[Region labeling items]
====

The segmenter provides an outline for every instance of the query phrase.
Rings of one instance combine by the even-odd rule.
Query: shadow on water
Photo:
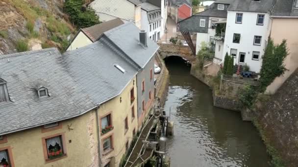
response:
[[[165,59],[170,87],[165,109],[174,122],[168,141],[172,167],[269,167],[266,148],[239,112],[213,106],[209,87],[177,57]]]

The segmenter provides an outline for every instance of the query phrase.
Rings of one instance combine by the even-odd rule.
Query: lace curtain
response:
[[[6,161],[2,161],[2,160],[4,160],[3,158],[4,158]],[[8,155],[7,155],[7,152],[6,150],[3,150],[0,151],[0,165],[4,165],[4,163],[8,162]],[[5,164],[6,165],[6,164]]]
[[[47,147],[48,152],[54,148],[57,150],[62,149],[61,137],[59,136],[47,139]]]

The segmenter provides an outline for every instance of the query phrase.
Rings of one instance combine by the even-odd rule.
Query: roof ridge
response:
[[[30,51],[25,51],[25,52],[14,53],[7,54],[7,55],[0,55],[0,60],[6,59],[6,58],[14,57],[17,57],[17,56],[25,56],[25,55],[26,56],[26,55],[31,55],[31,54],[34,54],[34,53],[37,53],[46,52],[49,52],[49,51],[55,51],[59,52],[59,50],[58,50],[58,49],[56,48],[51,47],[51,48],[42,49],[37,50],[30,50]],[[59,53],[61,54],[60,52],[59,52]]]

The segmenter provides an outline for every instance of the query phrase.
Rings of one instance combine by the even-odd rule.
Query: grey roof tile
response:
[[[141,68],[143,68],[159,47],[149,37],[148,47],[141,44],[139,32],[140,30],[133,23],[127,22],[106,31],[104,34]],[[101,38],[99,40],[101,40]]]
[[[153,10],[160,9],[160,8],[149,3],[143,3],[141,4],[141,7],[142,9],[146,10],[147,12],[152,11]]]
[[[267,12],[273,6],[275,0],[234,0],[228,10]]]
[[[2,55],[0,78],[15,102],[0,105],[0,134],[80,115],[118,95],[137,72],[119,54],[103,39],[64,55],[49,48]],[[38,98],[40,82],[50,96]]]

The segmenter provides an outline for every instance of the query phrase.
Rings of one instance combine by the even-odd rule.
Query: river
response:
[[[170,73],[164,106],[174,122],[167,141],[171,166],[269,167],[269,157],[256,128],[239,112],[213,106],[209,87],[191,76],[180,59],[165,60]]]

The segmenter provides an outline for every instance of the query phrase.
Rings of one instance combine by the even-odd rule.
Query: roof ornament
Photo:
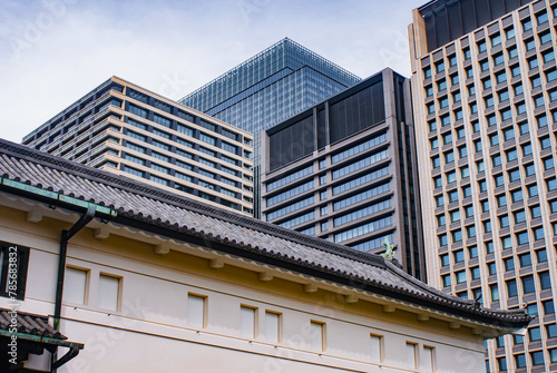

====

How many lines in the records contain the string "roof"? Reply with the number alone.

3